▶ [Reading passage]

______

Egon Schiele And Queer Nature Of His Paintings

Egon Schiele is a celebrated artist now, in the present century and decade when studies on sexuality and desires have come far, far enough to relegate the once shunned artist on a pedestal. Schiele faced antagonism over the course of his life for his paintings that often depicted subjects, raw and exuding desire, delving into the looker’s mind and interrogating their personal fantasies. But these are the words of the more evolved audience. In the early 1910’s when Schiele was painting his nude portraits, he was termed as a blasphemous pornography promoting artist, who found it very difficult to even find accommodation in his own city of Vienna.

Sciele’s life term wasn’t an easy one. He was born to working class parents who wanted him to follow in the footsteps of his grandfather and become an engineer in the railways. His father suffered from the lifelong disease of syphilis and his mother saw death of too many of her own children dying in their infancy. Schiele was however closest to his sister, Gertrude ‘Gerti’ Schiele, who was a model for many of his paintings.

While Schiele’s landscapes can almost be described as calm, soothing and brimming with beauty that one comes to accord the nature with. His portraits were enigmatic, rippling with grotesque bodies, misshapen, real and perhaps more exemplar in their portrayal of the Expressionistic style that he used. They were marked by angst, grief and rawness of feeling. Though a lot of critics refrain from commenting upon the queer nature of his paintings and his nude self-portraits, his paintings cannot however be separated from the question of sexuality and voyeurism of same sex depictions. After all it can come as a no surprise to anyone, that Schiele and Sigmund Freud shared not only the same time line but also the same continent. The early modern period was the time of questions and change, and for that reason alone, one cannot escape the pending question of Schiele’s paintings and their queer nature.

______

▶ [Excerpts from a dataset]
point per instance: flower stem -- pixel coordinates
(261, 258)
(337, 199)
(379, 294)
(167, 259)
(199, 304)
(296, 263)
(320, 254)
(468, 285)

______

▶ [What you will do]
1/ Answer these questions from the article on Egon Schiele:
(a) In which city did Schiele find it very difficult to find accommodation?
(b) What career did Schiele's parents want him to follow?
(c) Who does the article say shared the same time line and continent as Schiele?
2/ List the three things that, according to the article on Egon Schiele, his portraits were marked by.
The entries were taken from a source other than the article.

▶ [Answers provided]
1/
(a) Vienna
(b) Engineer in the railways, like his grandfather
(c) Sigmund Freud

2/ Angst, grief, and rawness of feeling